PROMPT: Reproduce the records below with "photo" renamed to "image" everywhere and every other word left as it is. Leave the pictures out of your copy.

(Annotation records)
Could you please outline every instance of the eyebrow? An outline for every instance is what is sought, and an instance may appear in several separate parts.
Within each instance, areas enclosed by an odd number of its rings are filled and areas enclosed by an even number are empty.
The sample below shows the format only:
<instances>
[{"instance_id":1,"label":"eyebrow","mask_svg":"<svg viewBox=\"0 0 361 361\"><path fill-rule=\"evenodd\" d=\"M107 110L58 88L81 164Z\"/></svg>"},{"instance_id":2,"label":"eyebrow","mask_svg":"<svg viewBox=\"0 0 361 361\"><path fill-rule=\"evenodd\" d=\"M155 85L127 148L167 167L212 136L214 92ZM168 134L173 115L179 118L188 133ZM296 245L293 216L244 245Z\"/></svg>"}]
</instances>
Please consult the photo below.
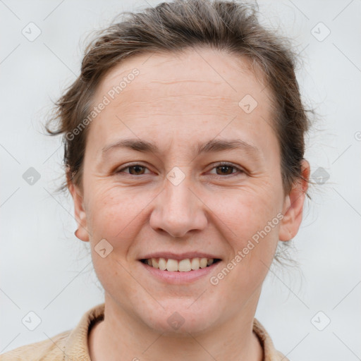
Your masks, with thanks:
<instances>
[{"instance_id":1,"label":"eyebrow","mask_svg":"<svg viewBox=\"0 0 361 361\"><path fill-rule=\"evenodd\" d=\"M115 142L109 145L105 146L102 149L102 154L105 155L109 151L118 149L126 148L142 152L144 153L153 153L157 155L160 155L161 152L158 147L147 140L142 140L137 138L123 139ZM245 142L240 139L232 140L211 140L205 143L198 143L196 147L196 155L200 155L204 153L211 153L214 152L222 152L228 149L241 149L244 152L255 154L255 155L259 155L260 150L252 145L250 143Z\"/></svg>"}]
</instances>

OUTPUT OF THE TASK:
Could you please outline every instance of the eyebrow? An outline for every instance is what is sought, and an instance may appear in several separate parts.
Within each instance, areas enclosed by an odd number of its rings are filled and areas enclosed by an even number are empty.
The sample below shows the format only:
<instances>
[{"instance_id":1,"label":"eyebrow","mask_svg":"<svg viewBox=\"0 0 361 361\"><path fill-rule=\"evenodd\" d=\"M107 110L58 88L81 164Z\"/></svg>"},{"instance_id":2,"label":"eyebrow","mask_svg":"<svg viewBox=\"0 0 361 361\"><path fill-rule=\"evenodd\" d=\"M155 85L127 148L167 167L212 136L214 92ZM168 134L173 115L179 118L188 133ZM296 245L293 216L244 245Z\"/></svg>"}]
</instances>
Please consult the image below.
Your masks, with thanks:
<instances>
[{"instance_id":1,"label":"eyebrow","mask_svg":"<svg viewBox=\"0 0 361 361\"><path fill-rule=\"evenodd\" d=\"M115 142L109 145L105 146L102 149L102 154L105 155L109 151L118 149L126 148L142 152L144 153L153 153L157 155L160 155L161 152L158 147L147 140L142 140L137 138L123 139ZM245 142L240 139L232 140L211 140L205 143L198 143L196 147L196 155L200 155L204 153L211 153L214 152L222 152L228 149L241 149L244 152L255 154L255 155L259 155L260 150L252 145L250 143Z\"/></svg>"}]
</instances>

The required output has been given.